Go through the records and transcribe them exactly, passing over any picture.

##### RECORDS FOR THE EXERCISE

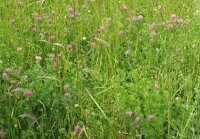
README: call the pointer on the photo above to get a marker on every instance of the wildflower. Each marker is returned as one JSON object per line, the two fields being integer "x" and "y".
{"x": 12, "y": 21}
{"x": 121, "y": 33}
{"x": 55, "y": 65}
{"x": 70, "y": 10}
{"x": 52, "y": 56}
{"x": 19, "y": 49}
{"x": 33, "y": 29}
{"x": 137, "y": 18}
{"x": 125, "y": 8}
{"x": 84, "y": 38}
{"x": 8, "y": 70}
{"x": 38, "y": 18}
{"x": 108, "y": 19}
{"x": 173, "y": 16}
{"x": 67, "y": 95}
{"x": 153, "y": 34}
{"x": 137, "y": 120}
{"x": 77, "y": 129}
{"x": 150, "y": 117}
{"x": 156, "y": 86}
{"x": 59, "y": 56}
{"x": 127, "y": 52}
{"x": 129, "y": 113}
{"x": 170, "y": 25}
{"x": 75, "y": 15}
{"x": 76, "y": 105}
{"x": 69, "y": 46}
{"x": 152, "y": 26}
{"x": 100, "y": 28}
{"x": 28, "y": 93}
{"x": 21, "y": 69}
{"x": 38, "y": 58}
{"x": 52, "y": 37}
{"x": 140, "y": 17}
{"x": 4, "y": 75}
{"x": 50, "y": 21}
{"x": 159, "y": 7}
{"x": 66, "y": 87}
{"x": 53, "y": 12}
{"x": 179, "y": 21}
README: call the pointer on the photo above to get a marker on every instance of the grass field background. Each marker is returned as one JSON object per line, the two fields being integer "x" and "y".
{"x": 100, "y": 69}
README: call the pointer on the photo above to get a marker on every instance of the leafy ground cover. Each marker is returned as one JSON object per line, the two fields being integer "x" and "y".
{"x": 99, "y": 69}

##########

**EXERCISE SOLUTION:**
README: call the pointer on the photo above to get a marker on every instance of the wildflower. Each marker is returned as one JSON object per line, the two fields being integer "x" and "y".
{"x": 12, "y": 21}
{"x": 121, "y": 33}
{"x": 55, "y": 65}
{"x": 70, "y": 10}
{"x": 52, "y": 56}
{"x": 19, "y": 49}
{"x": 33, "y": 29}
{"x": 137, "y": 18}
{"x": 125, "y": 8}
{"x": 84, "y": 38}
{"x": 8, "y": 70}
{"x": 38, "y": 18}
{"x": 108, "y": 19}
{"x": 173, "y": 16}
{"x": 67, "y": 95}
{"x": 153, "y": 34}
{"x": 137, "y": 120}
{"x": 77, "y": 129}
{"x": 150, "y": 117}
{"x": 156, "y": 86}
{"x": 59, "y": 56}
{"x": 127, "y": 52}
{"x": 129, "y": 113}
{"x": 170, "y": 25}
{"x": 75, "y": 15}
{"x": 76, "y": 105}
{"x": 69, "y": 46}
{"x": 152, "y": 26}
{"x": 100, "y": 28}
{"x": 28, "y": 93}
{"x": 21, "y": 69}
{"x": 38, "y": 58}
{"x": 52, "y": 37}
{"x": 140, "y": 17}
{"x": 4, "y": 75}
{"x": 50, "y": 21}
{"x": 159, "y": 7}
{"x": 66, "y": 87}
{"x": 53, "y": 12}
{"x": 179, "y": 21}
README: call the pointer on the photo above to get a marker on every instance of the grass field background. Each marker is returned as one JSON object per line, the two fields being integer "x" and "y".
{"x": 100, "y": 69}
README: call the pointer on the photo above to get a marker on every instance of the leafy ground cover. Each marker is returned as one JSON object per line, the two fields being integer "x" and "y".
{"x": 99, "y": 69}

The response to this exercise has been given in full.